Data excerpts:

⟨

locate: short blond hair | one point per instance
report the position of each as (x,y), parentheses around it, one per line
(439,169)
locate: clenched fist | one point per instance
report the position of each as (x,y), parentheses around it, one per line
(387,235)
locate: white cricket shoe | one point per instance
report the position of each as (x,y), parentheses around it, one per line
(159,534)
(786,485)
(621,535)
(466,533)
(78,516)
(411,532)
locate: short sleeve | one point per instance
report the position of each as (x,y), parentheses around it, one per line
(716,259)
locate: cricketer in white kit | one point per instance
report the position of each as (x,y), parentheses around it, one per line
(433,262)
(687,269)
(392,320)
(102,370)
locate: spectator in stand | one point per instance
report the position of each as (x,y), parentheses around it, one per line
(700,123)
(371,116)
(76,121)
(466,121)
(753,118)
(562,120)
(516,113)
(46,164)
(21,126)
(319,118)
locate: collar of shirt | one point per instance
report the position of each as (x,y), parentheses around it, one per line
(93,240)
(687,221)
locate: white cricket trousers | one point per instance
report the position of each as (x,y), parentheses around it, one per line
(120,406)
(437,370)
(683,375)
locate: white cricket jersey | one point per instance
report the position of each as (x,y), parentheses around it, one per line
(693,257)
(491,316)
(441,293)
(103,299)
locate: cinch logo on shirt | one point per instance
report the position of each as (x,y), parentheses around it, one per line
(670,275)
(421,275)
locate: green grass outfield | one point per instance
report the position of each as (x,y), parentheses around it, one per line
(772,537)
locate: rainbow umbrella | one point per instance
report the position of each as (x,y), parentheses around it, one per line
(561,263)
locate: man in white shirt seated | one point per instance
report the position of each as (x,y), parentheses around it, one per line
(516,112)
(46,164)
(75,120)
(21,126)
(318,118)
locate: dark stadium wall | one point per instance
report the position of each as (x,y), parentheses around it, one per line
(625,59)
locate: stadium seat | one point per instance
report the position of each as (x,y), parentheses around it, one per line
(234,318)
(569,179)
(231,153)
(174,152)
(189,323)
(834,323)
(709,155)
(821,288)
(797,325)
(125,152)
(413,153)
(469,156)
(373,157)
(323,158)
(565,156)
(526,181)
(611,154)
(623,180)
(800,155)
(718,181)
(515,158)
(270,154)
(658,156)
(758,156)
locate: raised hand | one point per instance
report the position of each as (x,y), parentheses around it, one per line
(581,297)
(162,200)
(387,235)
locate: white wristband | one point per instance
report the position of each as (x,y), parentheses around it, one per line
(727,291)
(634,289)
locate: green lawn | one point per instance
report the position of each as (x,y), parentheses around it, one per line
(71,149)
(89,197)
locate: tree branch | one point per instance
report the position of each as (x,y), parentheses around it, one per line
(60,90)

⟩

• [TRY IT]: Every line in the entries that contains the word "white" should be counted, and the total stated alone.

• [RESPONSE]: 6